- [WRITTEN TASK]
How many lines in the records below contain the string "every"? Case counts. Reply with the number alone.

-=-=-=-=-

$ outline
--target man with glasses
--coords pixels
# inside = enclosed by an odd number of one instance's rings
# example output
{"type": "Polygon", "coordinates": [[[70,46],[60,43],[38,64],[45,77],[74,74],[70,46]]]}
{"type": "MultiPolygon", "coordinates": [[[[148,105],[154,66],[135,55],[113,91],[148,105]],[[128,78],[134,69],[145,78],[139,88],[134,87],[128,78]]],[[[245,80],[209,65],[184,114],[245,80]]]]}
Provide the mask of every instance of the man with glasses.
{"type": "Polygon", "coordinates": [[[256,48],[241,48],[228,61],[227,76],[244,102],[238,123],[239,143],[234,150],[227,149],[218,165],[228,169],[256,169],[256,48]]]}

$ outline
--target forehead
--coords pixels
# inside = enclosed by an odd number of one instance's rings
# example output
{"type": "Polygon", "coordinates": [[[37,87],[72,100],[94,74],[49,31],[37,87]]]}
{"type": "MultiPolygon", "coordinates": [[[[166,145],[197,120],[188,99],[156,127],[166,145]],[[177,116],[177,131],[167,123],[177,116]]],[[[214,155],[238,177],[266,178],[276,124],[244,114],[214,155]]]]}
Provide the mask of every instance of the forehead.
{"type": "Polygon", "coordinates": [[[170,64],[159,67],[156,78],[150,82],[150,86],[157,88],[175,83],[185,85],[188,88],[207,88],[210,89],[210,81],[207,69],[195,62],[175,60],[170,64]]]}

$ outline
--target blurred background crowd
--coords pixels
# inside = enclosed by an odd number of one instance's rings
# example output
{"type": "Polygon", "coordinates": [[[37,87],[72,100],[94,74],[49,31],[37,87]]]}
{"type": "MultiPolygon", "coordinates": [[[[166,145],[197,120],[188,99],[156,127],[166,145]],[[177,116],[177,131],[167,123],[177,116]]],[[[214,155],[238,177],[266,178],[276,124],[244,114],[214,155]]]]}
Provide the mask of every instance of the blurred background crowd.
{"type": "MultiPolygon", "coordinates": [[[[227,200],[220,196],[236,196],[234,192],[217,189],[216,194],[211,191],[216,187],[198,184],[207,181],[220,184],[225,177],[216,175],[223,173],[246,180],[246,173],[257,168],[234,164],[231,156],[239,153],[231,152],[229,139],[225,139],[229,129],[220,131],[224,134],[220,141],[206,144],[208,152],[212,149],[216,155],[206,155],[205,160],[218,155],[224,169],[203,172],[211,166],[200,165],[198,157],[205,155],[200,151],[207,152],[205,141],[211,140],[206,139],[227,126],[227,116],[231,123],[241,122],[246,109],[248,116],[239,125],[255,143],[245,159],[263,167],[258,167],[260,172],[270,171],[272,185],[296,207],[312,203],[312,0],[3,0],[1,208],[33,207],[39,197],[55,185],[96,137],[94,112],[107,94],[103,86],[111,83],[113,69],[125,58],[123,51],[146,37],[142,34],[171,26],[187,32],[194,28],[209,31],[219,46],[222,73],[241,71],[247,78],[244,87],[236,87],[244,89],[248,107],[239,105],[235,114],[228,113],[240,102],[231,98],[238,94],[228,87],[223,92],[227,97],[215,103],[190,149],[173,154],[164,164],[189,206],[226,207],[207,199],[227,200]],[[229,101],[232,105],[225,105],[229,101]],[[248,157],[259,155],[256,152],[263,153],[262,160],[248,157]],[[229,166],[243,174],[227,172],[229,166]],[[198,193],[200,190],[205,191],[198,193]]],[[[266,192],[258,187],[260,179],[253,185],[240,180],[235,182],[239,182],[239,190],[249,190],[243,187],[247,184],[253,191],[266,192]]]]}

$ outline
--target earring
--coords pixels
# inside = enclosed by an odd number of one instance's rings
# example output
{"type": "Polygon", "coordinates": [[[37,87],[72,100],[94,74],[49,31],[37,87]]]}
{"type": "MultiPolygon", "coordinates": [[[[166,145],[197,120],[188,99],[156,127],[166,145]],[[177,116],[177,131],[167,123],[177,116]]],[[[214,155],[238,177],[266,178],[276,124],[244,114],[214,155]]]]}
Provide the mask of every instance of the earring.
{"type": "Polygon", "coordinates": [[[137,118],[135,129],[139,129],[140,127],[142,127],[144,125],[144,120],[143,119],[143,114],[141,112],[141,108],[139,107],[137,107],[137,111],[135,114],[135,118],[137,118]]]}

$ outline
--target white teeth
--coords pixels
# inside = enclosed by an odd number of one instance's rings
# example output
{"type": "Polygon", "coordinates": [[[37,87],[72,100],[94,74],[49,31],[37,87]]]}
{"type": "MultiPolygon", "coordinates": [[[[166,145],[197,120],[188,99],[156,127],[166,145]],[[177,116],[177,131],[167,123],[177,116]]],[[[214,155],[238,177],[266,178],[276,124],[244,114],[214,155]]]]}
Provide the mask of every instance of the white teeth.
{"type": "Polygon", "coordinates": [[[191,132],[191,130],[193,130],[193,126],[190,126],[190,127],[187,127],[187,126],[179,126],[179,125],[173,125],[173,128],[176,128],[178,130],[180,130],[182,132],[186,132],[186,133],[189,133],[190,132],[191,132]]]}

-=-=-=-=-

- [RESULT FOR THIS TASK]
5